#### [Work to be completed]
Reproduce exactly, with no other output, every line of the data below from the line containing "the side entrance" to the end, inclusive.

#### [Records to use]

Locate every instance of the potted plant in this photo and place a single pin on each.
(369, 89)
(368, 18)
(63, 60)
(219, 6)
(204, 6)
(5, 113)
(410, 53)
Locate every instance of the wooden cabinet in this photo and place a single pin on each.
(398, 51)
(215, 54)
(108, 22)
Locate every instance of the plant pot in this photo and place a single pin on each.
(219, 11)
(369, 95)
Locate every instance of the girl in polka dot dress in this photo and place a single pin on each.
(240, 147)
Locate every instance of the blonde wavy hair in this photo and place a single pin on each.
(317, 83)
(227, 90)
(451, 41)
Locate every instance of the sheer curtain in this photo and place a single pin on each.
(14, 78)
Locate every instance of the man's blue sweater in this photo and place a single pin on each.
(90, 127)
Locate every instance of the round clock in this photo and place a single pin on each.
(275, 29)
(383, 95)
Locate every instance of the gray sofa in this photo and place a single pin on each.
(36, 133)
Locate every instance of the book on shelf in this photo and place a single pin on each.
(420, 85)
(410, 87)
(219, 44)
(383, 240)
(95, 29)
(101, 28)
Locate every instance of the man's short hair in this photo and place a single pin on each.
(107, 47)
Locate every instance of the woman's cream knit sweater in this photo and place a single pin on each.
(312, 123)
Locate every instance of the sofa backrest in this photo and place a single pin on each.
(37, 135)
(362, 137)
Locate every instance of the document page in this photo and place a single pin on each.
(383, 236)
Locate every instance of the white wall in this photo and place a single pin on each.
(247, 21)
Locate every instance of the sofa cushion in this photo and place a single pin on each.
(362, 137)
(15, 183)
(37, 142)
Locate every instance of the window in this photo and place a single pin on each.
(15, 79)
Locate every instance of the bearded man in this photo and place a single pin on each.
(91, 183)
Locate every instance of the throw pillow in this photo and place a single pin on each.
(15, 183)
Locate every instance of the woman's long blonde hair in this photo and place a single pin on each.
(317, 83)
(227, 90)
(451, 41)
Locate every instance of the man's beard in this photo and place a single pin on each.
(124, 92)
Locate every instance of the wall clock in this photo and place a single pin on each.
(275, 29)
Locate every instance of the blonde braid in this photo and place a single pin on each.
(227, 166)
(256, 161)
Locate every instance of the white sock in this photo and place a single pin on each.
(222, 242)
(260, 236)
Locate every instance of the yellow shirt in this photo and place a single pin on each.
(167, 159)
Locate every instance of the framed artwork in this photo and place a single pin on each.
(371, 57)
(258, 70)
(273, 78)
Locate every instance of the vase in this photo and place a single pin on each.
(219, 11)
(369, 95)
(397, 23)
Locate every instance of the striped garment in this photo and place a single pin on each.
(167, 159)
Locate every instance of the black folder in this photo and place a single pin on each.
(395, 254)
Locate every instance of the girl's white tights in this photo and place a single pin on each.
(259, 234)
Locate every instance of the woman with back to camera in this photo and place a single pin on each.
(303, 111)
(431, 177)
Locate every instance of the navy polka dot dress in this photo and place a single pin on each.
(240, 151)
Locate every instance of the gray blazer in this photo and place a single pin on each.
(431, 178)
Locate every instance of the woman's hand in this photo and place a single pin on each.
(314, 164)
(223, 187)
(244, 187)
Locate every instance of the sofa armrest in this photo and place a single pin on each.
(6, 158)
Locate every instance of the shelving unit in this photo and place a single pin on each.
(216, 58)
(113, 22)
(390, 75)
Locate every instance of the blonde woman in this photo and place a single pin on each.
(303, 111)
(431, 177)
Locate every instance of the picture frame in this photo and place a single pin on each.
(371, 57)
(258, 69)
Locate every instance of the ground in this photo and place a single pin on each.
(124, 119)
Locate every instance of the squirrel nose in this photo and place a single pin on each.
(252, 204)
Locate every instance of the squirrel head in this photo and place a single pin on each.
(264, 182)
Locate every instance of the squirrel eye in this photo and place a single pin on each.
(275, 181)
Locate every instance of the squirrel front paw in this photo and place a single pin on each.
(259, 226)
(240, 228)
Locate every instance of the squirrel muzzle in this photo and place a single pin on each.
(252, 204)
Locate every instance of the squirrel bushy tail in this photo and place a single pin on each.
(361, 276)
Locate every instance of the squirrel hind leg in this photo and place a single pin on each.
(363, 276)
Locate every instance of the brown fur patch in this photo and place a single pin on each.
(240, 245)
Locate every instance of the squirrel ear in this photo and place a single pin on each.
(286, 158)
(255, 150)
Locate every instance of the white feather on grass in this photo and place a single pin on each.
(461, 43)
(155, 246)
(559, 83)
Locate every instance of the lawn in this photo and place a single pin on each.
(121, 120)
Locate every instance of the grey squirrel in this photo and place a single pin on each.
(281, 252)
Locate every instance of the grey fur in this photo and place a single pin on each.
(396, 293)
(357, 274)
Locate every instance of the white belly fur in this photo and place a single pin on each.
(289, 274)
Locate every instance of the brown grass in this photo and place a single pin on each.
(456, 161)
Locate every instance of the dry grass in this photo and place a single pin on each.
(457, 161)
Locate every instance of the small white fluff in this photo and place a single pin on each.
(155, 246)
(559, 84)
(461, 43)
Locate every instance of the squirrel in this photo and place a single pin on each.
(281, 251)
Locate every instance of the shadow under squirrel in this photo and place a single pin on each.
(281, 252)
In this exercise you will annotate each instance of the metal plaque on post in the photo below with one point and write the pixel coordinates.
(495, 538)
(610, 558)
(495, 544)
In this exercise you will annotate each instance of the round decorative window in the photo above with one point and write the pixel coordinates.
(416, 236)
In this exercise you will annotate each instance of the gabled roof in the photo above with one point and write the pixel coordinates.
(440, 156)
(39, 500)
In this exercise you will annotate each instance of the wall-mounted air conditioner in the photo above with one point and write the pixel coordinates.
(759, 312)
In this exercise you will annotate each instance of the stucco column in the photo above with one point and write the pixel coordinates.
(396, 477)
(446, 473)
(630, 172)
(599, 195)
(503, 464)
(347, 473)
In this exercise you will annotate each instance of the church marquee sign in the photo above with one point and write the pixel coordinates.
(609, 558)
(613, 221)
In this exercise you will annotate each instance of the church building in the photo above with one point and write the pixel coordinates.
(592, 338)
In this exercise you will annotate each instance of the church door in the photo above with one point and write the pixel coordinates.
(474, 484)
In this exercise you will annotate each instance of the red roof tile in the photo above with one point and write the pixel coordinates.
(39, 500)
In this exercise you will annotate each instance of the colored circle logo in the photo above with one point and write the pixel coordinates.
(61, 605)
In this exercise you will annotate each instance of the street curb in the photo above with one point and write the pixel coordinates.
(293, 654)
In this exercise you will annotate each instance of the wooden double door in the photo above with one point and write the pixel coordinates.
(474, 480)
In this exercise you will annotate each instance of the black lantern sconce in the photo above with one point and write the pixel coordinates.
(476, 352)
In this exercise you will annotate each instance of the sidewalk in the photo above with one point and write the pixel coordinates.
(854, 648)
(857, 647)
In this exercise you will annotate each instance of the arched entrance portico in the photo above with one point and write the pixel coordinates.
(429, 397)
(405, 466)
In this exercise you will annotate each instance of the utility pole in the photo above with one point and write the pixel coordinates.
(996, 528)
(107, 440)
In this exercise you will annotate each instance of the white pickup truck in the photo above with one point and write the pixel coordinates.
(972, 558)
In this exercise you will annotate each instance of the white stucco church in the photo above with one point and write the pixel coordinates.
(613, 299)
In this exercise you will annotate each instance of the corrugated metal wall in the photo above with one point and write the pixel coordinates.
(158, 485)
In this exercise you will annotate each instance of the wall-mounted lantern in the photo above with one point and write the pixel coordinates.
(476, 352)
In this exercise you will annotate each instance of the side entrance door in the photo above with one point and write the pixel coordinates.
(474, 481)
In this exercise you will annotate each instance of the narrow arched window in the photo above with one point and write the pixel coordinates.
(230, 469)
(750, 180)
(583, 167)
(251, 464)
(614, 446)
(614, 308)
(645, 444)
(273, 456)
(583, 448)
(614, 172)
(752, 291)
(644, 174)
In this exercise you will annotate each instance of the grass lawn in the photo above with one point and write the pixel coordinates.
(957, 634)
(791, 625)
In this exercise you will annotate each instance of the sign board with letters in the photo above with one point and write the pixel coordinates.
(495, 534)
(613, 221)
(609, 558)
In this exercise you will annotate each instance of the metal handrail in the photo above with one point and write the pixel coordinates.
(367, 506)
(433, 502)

#### [Result]
In this exercise you will annotate each instance of the side entrance door in the photo above with one point and write the pixel coordinates.
(474, 481)
In this exercise you will annotate each instance of the narrow arched window in the photo above with one point and write the pixel coordinates.
(230, 469)
(750, 180)
(583, 167)
(251, 464)
(614, 446)
(614, 308)
(645, 444)
(273, 456)
(583, 448)
(614, 172)
(752, 291)
(644, 174)
In this exercise you will annotate each instance of the grass lawn in the photo above with one point and write the pixel coordinates.
(957, 634)
(791, 625)
In this exercise you will annotate each instance of the sign board with letters in the photo above with one point and write the pixel coordinates.
(495, 534)
(613, 221)
(609, 558)
In this exercise you will annotate each instance of the metal handrail in the photo above with one point and write the pixel coordinates.
(367, 506)
(433, 502)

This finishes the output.